TUGAS 1:
Tulis ulang baris data mulai dari baris yang memuat "Target: wooden wall panel" sampai baris terakhir data, keduanya termasuk, dengan mengganti "black shoe" menjadi "dark shoe". Bagian lain tidak boleh diubah.

UTANG LUAR NEGERI
Utang
luar negeri atau pinjaman luar negeri, adalah sebagian dari total utang
suatu negara yang diperoleh dari para kreditor di luar negara tersebut.
Penerima utang luar negeri dapat berupa pemerintah, perusahaan, atau
perorangan. Bentuk utang dapat berupa uang yang diperoleh dari bank
swasta, pemerintah negara lain, atau lembaga keuangan internasional
seperti IMF dan Bank Dunia.
Utang
luar negeri Indonesia lebih didominasi oleh utang swasta. Berdasarkan
data di Bank Indonesia, posisi utang luar negeri pada Maret 2006
tercatat US$ 134 miliar, pada Juni 2006 tercatat US$ 129 miliar dan
Desember 2006 tercatat US$ 125,25 miliar. Sedangkan untuk utang swasta
tercatat meningkat dari US$ 50,05 miliar pada September 2006 menjadi US$
51,13 miliar pada Desember 2006.
Negara-negara donor bagi Indonesia adalah:
Jepang merupakan kreditur terbesar dengan USD 15,58 miliar.

BARIS YANG DIBERIKAN:
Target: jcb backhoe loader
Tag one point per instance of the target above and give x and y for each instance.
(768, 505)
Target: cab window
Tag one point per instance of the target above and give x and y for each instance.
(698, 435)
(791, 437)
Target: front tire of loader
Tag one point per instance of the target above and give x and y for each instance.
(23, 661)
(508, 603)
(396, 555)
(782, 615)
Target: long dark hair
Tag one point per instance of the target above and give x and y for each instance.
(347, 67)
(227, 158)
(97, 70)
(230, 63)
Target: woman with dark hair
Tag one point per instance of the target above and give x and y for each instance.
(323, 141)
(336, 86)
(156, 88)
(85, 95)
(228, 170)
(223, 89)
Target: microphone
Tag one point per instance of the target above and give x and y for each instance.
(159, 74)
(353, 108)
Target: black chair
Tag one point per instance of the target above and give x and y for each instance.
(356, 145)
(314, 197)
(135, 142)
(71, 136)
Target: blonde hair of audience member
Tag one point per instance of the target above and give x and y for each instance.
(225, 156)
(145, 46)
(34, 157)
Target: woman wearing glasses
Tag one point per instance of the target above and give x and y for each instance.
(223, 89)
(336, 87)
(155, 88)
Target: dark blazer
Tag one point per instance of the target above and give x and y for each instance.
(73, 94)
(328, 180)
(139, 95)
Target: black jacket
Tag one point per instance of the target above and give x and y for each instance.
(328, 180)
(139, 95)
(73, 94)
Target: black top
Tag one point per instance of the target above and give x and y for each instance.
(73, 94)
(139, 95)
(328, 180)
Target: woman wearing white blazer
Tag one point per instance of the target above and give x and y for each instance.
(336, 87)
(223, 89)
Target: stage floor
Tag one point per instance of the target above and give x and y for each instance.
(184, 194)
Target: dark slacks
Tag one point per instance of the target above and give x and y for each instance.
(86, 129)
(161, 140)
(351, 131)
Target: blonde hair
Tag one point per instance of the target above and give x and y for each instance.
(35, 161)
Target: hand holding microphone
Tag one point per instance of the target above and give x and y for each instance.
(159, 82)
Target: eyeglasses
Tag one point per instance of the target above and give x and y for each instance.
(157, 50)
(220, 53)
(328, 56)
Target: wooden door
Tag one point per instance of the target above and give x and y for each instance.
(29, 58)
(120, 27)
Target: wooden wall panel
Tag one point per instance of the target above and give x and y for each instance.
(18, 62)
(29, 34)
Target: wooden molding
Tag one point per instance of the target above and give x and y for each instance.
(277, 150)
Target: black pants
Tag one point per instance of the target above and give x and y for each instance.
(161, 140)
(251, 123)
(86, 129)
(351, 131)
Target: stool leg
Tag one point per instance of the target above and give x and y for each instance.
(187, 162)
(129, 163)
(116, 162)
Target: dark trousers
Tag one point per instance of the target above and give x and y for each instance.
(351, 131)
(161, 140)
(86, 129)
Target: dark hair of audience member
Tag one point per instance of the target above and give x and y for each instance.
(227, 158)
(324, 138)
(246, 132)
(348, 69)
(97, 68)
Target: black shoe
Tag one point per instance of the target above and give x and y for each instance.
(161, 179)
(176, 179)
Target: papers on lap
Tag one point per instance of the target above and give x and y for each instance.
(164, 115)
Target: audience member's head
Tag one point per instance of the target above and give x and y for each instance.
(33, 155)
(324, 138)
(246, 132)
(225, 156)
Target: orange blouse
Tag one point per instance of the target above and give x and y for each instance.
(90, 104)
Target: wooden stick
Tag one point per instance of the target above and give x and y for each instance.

TUGAS 2:
Menurut teks tentang utang luar negeri, negara mana yang merupakan kreditur terbesar bagi Indonesia?

HASIL AKHIR 1:
Target: wooden wall panel
Tag one point per instance of the target above and give x and y for each instance.
(18, 62)
(29, 34)
Target: wooden molding
Tag one point per instance of the target above and give x and y for each instance.
(277, 150)
Target: black pants
Tag one point per instance of the target above and give x and y for each instance.
(161, 140)
(251, 123)
(86, 129)
(351, 131)
Target: stool leg
Tag one point per instance of the target above and give x and y for each instance.
(187, 162)
(129, 163)
(116, 162)
Target: dark trousers
Tag one point per instance of the target above and give x and y for each instance.
(351, 131)
(161, 140)
(86, 129)
Target: dark hair of audience member
Tag one point per instance of the target above and give x and y for each instance.
(227, 158)
(324, 138)
(246, 132)
(348, 69)
(97, 68)
Target: dark shoe
Tag one point per instance of the target above and give x and y for each instance.
(161, 179)
(176, 179)
Target: papers on lap
Tag one point per instance of the target above and give x and y for each instance.
(164, 115)
Target: audience member's head
Tag one point per instance of the target above and give x and y for each instance.
(33, 155)
(324, 138)
(246, 132)
(225, 156)
Target: orange blouse
Tag one point per instance of the target above and give x and y for each instance.
(90, 104)
Target: wooden stick
Tag one point per instance of the target above and give x and y for each instance.

HASIL AKHIR 2:
Jepang, dengan USD 15,58 miliar.